━━━ DATA TO USE ━━━

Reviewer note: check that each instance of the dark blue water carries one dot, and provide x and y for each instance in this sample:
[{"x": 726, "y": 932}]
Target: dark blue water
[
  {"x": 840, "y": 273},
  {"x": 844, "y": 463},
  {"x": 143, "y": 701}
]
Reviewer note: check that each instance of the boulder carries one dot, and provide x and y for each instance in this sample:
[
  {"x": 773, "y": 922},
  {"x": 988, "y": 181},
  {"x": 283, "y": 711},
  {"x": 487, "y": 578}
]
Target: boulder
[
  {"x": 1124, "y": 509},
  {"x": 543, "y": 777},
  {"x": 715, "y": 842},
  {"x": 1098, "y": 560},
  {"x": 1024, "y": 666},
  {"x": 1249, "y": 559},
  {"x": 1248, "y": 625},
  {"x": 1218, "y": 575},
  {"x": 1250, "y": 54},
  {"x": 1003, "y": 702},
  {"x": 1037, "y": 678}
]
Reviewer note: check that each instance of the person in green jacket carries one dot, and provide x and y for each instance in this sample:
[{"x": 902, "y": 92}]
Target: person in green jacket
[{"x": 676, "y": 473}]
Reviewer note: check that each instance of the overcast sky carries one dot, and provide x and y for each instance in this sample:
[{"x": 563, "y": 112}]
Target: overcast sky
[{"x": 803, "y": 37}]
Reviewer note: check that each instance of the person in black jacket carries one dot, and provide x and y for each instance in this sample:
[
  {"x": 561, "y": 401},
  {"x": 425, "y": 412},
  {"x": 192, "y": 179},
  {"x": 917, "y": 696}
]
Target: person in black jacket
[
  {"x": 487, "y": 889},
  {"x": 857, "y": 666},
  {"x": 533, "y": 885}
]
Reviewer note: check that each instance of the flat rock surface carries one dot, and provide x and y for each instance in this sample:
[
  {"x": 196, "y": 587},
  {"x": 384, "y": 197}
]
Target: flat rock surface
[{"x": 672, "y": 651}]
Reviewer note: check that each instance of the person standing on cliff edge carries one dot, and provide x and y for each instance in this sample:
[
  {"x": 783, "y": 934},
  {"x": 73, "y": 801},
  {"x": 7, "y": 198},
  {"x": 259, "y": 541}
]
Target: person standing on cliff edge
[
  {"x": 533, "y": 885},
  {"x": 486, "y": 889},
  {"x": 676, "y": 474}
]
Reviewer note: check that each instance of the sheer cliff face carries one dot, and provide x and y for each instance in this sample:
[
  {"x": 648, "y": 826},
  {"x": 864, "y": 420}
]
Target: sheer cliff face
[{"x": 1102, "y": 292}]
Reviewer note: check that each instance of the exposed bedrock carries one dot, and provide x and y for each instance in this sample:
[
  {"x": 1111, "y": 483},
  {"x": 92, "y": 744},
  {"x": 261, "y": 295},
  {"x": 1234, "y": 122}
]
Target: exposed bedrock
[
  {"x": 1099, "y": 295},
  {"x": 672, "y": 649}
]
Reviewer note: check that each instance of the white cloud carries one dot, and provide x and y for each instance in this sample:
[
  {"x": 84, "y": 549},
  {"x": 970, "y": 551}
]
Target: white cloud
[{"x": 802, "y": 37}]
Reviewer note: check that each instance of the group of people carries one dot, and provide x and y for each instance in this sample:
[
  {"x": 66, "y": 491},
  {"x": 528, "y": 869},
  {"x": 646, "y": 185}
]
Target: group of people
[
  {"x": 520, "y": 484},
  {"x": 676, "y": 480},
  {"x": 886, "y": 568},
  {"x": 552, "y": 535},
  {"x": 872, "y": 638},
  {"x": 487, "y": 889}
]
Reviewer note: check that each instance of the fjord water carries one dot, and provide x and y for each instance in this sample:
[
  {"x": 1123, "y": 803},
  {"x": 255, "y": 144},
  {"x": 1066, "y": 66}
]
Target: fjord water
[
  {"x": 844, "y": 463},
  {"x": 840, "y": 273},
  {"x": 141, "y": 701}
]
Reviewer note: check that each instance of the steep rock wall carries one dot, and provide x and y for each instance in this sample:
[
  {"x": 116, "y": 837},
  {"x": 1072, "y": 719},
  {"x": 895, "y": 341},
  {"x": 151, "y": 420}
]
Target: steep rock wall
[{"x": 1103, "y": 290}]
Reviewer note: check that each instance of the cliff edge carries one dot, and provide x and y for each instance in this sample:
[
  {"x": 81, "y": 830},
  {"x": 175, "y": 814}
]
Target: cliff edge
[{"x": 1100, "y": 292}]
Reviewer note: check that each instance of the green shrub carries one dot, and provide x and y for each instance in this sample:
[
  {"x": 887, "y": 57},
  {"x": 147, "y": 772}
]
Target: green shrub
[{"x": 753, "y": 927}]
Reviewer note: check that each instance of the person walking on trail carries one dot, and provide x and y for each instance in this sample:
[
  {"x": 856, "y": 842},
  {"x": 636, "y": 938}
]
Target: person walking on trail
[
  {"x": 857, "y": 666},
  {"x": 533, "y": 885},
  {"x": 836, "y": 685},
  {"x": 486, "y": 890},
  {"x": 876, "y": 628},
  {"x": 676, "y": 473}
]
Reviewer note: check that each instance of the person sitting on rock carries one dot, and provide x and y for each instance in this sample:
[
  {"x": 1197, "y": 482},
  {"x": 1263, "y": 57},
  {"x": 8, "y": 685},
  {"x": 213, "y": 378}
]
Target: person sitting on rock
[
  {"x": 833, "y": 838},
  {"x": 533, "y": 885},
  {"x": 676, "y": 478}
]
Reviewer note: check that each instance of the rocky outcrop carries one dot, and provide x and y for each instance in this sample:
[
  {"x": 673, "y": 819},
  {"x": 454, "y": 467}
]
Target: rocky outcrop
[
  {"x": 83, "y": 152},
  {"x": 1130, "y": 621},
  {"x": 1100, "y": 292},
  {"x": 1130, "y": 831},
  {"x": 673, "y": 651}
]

━━━

Word for word, restate each of the records above.

Reviewer note: check that each instance of the dark blue water carries one dot, and provide x and y for each instance in this sample:
[{"x": 726, "y": 932}]
Target: dark blue water
[
  {"x": 840, "y": 273},
  {"x": 844, "y": 463},
  {"x": 143, "y": 701}
]
Reviewer note: check that each instance of the boulder carries one dot, and provide x and y for each instance in this sample:
[
  {"x": 773, "y": 922},
  {"x": 988, "y": 181},
  {"x": 283, "y": 711},
  {"x": 487, "y": 578}
]
Target: boulder
[
  {"x": 1124, "y": 509},
  {"x": 543, "y": 777},
  {"x": 715, "y": 842},
  {"x": 1098, "y": 560},
  {"x": 1024, "y": 666},
  {"x": 1249, "y": 559},
  {"x": 1248, "y": 625},
  {"x": 1218, "y": 575},
  {"x": 1250, "y": 54},
  {"x": 1003, "y": 702},
  {"x": 1037, "y": 678}
]
Reviewer note: check that each instance of the person in green jacket carries one dot, and provide x and y for each instance in this sample:
[{"x": 902, "y": 92}]
Target: person in green jacket
[{"x": 676, "y": 473}]
Reviewer note: check that each instance of the overcast sky carries one dot, and provide x and y for each instance in this sample:
[{"x": 563, "y": 112}]
Target: overcast sky
[{"x": 803, "y": 37}]
Reviewer note: check that each instance of the person in black jacket carries one dot, and provide x and y for each instance in this sample:
[
  {"x": 561, "y": 401},
  {"x": 425, "y": 412},
  {"x": 192, "y": 179},
  {"x": 917, "y": 696}
]
Target: person in black jacket
[
  {"x": 487, "y": 889},
  {"x": 857, "y": 666},
  {"x": 533, "y": 885}
]
Reviewer note: check that each instance of the flat rock surface carries one dot, and provide x and y for each instance in this sample:
[
  {"x": 196, "y": 587},
  {"x": 384, "y": 197}
]
Target: flat rock surface
[{"x": 672, "y": 651}]
Reviewer note: check that each instance of the person standing on cliff edge carries one dot, and provide x and y for each instance in this sample:
[
  {"x": 783, "y": 934},
  {"x": 73, "y": 801},
  {"x": 7, "y": 198},
  {"x": 259, "y": 541}
]
Target: person standing on cliff edge
[
  {"x": 533, "y": 885},
  {"x": 486, "y": 889},
  {"x": 676, "y": 474}
]
Reviewer note: check that each instance of the sheer cliff face carries one dot, and provide x and y for each instance in this sample:
[
  {"x": 648, "y": 826},
  {"x": 864, "y": 420}
]
Target: sheer cliff face
[{"x": 1102, "y": 292}]
Reviewer note: check that each instance of the exposed bedrock carries one dot, and provide x and y for each instance in this sample:
[
  {"x": 1111, "y": 483},
  {"x": 92, "y": 744},
  {"x": 261, "y": 295},
  {"x": 1234, "y": 122}
]
Target: exposed bedrock
[
  {"x": 1099, "y": 295},
  {"x": 672, "y": 649}
]
Reviewer note: check that each instance of the white cloud carries one dot, and provide x and y for each instance in this sample:
[
  {"x": 84, "y": 549},
  {"x": 970, "y": 551}
]
Target: white cloud
[{"x": 802, "y": 37}]
Reviewer note: check that each instance of the group of people carries one dot, and provide x and y for each instance in this sample:
[
  {"x": 66, "y": 491},
  {"x": 528, "y": 869},
  {"x": 646, "y": 185}
]
Target: group of people
[
  {"x": 520, "y": 484},
  {"x": 676, "y": 480},
  {"x": 886, "y": 568},
  {"x": 552, "y": 535},
  {"x": 872, "y": 638},
  {"x": 487, "y": 889}
]
Reviewer note: check that each instance of the fjord water carries one dot, and provide x and y for each instance in this sample:
[
  {"x": 1123, "y": 803},
  {"x": 255, "y": 144},
  {"x": 1066, "y": 66}
]
Target: fjord water
[
  {"x": 844, "y": 463},
  {"x": 840, "y": 273},
  {"x": 141, "y": 701}
]
Reviewer note: check that each instance of the steep rock wall carries one dot, and provide x and y for each instance in this sample:
[
  {"x": 116, "y": 837},
  {"x": 1072, "y": 719},
  {"x": 895, "y": 341},
  {"x": 151, "y": 420}
]
Target: steep rock wall
[{"x": 1103, "y": 290}]
Reviewer note: check that each instance of the cliff edge carries one dot, and provide x and y for each instance in this sample:
[
  {"x": 81, "y": 830},
  {"x": 175, "y": 814}
]
Target: cliff edge
[{"x": 1100, "y": 292}]
Reviewer note: check that each instance of the green shrub carries one dot, and provide x and y for each instance in this sample:
[
  {"x": 887, "y": 57},
  {"x": 147, "y": 772}
]
Target: green shrub
[{"x": 753, "y": 927}]
Reviewer note: check that each instance of the person walking on trail carries one dot, and provide x and y for each instance in this sample:
[
  {"x": 856, "y": 842},
  {"x": 636, "y": 938}
]
Target: person walking on trail
[
  {"x": 857, "y": 666},
  {"x": 533, "y": 885},
  {"x": 836, "y": 685},
  {"x": 486, "y": 890},
  {"x": 876, "y": 628},
  {"x": 676, "y": 473}
]
Reviewer note: check that each instance of the person sitting on rock carries one dot, and provide x and y for each instance in this sample:
[
  {"x": 1197, "y": 482},
  {"x": 1263, "y": 57},
  {"x": 8, "y": 685},
  {"x": 213, "y": 378}
]
Target: person sitting on rock
[
  {"x": 833, "y": 838},
  {"x": 533, "y": 885},
  {"x": 676, "y": 478}
]
Reviewer note: check that each instance of the rocky outcrop carries one dot, and provide x and y for each instance in this sample:
[
  {"x": 673, "y": 819},
  {"x": 454, "y": 467}
]
Target: rocky outcrop
[
  {"x": 83, "y": 152},
  {"x": 1130, "y": 621},
  {"x": 1100, "y": 292},
  {"x": 1130, "y": 831},
  {"x": 673, "y": 651}
]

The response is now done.